About this exercise: Please transcribe the listing in its entirety, character for character.

Records for this task:
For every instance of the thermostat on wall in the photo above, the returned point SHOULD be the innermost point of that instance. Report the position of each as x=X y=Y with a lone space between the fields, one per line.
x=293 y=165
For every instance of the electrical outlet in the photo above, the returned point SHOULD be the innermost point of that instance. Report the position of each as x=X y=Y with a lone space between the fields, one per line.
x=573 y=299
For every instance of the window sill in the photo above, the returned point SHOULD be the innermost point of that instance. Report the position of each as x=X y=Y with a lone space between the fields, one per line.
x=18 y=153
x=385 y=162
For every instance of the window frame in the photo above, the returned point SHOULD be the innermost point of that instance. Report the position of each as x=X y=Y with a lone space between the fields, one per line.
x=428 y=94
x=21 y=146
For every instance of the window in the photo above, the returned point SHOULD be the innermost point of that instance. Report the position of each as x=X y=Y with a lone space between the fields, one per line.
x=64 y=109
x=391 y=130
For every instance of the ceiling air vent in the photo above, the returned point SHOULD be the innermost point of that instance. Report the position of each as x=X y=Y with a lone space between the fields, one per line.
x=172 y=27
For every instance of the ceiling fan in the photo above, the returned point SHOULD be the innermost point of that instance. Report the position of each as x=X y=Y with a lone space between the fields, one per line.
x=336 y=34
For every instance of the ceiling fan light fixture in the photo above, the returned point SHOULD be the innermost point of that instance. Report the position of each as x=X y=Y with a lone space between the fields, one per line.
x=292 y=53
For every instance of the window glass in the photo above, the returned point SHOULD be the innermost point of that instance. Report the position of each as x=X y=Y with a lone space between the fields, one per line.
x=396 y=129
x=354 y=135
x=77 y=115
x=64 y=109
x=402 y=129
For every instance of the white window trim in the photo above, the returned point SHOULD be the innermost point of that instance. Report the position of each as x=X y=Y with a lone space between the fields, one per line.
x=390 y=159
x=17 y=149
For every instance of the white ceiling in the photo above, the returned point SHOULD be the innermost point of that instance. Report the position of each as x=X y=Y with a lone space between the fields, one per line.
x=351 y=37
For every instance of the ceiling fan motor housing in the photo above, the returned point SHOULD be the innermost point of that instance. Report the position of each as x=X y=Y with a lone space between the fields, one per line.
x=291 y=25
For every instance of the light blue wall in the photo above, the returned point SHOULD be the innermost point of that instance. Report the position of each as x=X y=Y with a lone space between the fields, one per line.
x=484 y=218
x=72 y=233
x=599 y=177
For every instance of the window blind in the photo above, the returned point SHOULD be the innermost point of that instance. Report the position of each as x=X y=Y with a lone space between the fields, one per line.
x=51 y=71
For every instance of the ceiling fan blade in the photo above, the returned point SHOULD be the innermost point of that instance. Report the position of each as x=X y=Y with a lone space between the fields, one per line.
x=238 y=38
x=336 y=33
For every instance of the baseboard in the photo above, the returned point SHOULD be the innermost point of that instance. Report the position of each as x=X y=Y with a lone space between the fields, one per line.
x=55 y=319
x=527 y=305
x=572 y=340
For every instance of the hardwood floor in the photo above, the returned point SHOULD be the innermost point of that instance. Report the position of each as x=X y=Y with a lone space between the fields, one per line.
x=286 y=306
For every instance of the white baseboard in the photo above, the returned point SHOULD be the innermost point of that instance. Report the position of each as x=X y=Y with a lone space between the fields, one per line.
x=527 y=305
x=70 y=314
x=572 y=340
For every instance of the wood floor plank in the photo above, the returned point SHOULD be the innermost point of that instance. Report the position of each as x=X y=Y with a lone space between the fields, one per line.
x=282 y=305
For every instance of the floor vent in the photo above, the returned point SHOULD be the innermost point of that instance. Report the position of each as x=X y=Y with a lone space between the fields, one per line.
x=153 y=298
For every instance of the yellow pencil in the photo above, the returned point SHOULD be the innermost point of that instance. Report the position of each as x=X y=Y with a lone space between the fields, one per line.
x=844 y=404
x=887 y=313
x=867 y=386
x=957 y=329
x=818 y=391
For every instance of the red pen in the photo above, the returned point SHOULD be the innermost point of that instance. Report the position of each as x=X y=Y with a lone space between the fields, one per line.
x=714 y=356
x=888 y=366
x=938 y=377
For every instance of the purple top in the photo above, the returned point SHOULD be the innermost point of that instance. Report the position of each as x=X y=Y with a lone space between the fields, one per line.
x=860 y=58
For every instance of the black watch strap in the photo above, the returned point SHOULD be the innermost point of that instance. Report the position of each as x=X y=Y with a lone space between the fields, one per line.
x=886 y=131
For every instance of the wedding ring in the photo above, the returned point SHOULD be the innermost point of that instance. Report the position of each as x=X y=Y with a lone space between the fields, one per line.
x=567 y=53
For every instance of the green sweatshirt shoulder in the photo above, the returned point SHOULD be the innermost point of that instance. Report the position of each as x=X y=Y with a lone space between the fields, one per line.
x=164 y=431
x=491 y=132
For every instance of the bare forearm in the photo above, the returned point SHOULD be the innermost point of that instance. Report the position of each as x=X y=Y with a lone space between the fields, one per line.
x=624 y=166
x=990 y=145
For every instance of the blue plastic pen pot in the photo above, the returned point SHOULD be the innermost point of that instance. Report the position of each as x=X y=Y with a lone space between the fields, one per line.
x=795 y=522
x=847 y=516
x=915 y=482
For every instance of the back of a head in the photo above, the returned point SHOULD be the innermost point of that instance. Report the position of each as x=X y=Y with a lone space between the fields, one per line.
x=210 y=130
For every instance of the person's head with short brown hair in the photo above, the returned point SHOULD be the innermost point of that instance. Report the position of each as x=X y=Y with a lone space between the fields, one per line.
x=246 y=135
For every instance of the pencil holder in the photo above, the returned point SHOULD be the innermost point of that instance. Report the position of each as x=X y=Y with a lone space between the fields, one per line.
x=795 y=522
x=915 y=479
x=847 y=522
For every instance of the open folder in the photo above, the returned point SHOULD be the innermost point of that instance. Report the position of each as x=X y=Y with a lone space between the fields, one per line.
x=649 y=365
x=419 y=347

Reply to the exercise:
For every instance of the thermostat on wall in the photo above, the returned point SHOULD be the innermost point of that instance. Report the position of each as x=X y=Y with a lone space between the fields, one per line.
x=293 y=165
For every instance of the electrical outlet in the photo above, the returned point SHOULD be the innermost point of that instance. Report the position of each as x=X y=Y with a lone space between the fields, one per line.
x=573 y=299
For every instance of the window sill in the photo above, the returned point SHOULD be the innermost point of that instance. Report the position of each as x=X y=Y with a lone space between the fields, one per line.
x=18 y=153
x=385 y=162
For every instance of the window frame in the photo above, the returned point SHOULD be the innermost point of that instance. Report the position of each as x=X y=Y with a lone space between the fields, one per line.
x=428 y=94
x=21 y=146
For every instance of the window in the photo above, the returned point SHOULD be the innermost point of that instance. Report the position of each as x=X y=Y with a lone space between the fields, one per line.
x=64 y=109
x=391 y=130
For every instance of the ceiling air vent in the photo above, the returned point SHOULD be the innermost point of that instance. Report the position of each as x=X y=Y with a lone space between the fields, one per line.
x=172 y=27
For every instance of the ceiling fan in the photo above, the returned point SHOULD be the innermost point of that instance. Report the position of each as x=X y=Y with a lone space between the fields, one per line.
x=336 y=34
For every instance of the ceiling fan light fixture in the photo above, the returned point SHOULD be the innermost point of that instance. Report the position of each as x=X y=Y with a lone space between the fields, one per line.
x=292 y=53
For every instance of the window glass in the photo above, the returned point SHOULD be the innermost point of that instance. Report the position of each as x=X y=Y with a lone space between the fields, one per line.
x=396 y=129
x=354 y=135
x=77 y=115
x=64 y=109
x=402 y=129
For every instance of the white window trim in the photo above, the returned point SHOULD be the innermost point of that instance. Report the position of each as x=X y=Y with a lone space between the fields, one per line.
x=390 y=159
x=17 y=149
For every instance of the white ceiling in the photo above, the returned point SHOULD be the innermost point of that instance. Report the position of each as x=X y=Y with a lone space between the fields, one per line.
x=351 y=37
For every instance of the ceiling fan motor housing in the photo above, the returned point SHOULD be the innermost point of that instance. Report the position of each as x=X y=Y with a lone space between the fields, one per line.
x=291 y=25
For every instance of the light blue wall in the photo above, the returned point SHOULD be the innermost point of that instance. Report the position of each as x=X y=Y with a lone space between the fields, one per line.
x=484 y=218
x=72 y=233
x=599 y=177
For every instance of the window blind in the photo above, the returned point SHOULD be the innermost point of that instance. Report the position of each as x=X y=Y with a lone space between the fields, one per line.
x=51 y=71
For every instance of the ceiling fan blade in the photo above, the returned point SHOULD be the innermost point of that instance. Report the position of each as x=X y=Y with a lone space between the fields, one per line.
x=238 y=38
x=336 y=33
For every instance of the baseboard in the photo above, the returned point SHOULD be the innermost point of that instance. Report the position of each as x=X y=Y with a lone space between the fields, one per line.
x=55 y=319
x=527 y=305
x=572 y=340
For every instance of the hardwood floor in the photo above, the returned point SHOULD be the innermost point of that instance. Report the position of each as x=X y=Y with a lone space between the fields, one per line.
x=286 y=306
For every instance of the white baseboard in the photo above, the returned point SHOULD be the innermost point of that instance. Report the position of each as x=X y=Y with a lone space between the fields, one per line.
x=527 y=305
x=70 y=314
x=572 y=340
For every instance of the wood floor plank in the photo above, the returned point SHOULD be the innermost point of that instance. Report the position of each as x=X y=Y with a lone space between the fields, one per line.
x=282 y=305
For every instance of the floor vent in the photo above, the returned point SHOULD be the innermost point of that instance. Report the position of each as x=X y=Y with a lone space between the fields, one per line.
x=153 y=298
For every instance of the yellow pencil in the photo above, the returned point SHOULD be the innermost point of that instance. Report the position of each as x=X y=Y with a lone space between the fields, one per line.
x=844 y=404
x=887 y=313
x=867 y=386
x=957 y=329
x=818 y=391
For every instance of the red pen in the photo above, the returned point SHOULD be the innermost point of that instance. Report the position of each as x=X y=Y with a lone space between the fields, one per line.
x=714 y=356
x=888 y=366
x=938 y=377
For every instance of the purple top in the photo above, the returned point SHOULD be the innermost point of that instance. Report the position of each as x=X y=Y with a lone space between the fields, one per line.
x=860 y=58
For every instance of the black watch strap in the photo above, the returned point SHOULD be the innermost point of that instance. Report the position of each as x=X y=Y with a lone space between the fields, one per line.
x=886 y=131
For every instance of the wedding ring in the photo above, the returned point SHOULD be the innermost point of that instance. Report the position of each as x=X y=Y with a lone space between the fields, one per line.
x=567 y=53
For every instance of the green sweatshirt shoulder in the photo above, the returned point SHOULD be the innermost point of that instance. Report the position of each as x=X y=Y with a lone space between the fields, one per line.
x=164 y=431
x=491 y=132
For every instance of the bare forearm in the photo above, the returned point SHOULD be the innermost point of that instance. Report the position of each as x=X y=Y with a lone space between the fields, one per line.
x=624 y=166
x=990 y=145
For every instance of the blue plastic pen pot in the photo above, the returned point SHOULD be the innermost point of that instance. Report the position of each as x=X y=Y with a lone space between the fields, one per line.
x=795 y=522
x=847 y=516
x=915 y=482
For every instance of the back of a head in the photo above, the returned point SHOULD be the innermost point of that instance. Report the position of each as x=X y=Y with a lone space between the fields, one per line.
x=210 y=130
For every instance of the person's head with short brown hair in the photo above, the returned point SHOULD be the innermost point of that instance. Report the position of each as x=X y=Y with a lone space between the fields, one per line.
x=246 y=135
For every instance of the pencil holder in the photo above, the returned point SHOULD be the innermost point of that instance. Report the position of each as x=X y=Y with a lone space between the fields, one per line.
x=795 y=522
x=915 y=479
x=847 y=522
For every instance of the open folder in the photo above, the returned point SHOULD be the innermost point of that instance. Report the position of each as x=X y=Y with a lone space between the fields, one per line.
x=649 y=365
x=419 y=347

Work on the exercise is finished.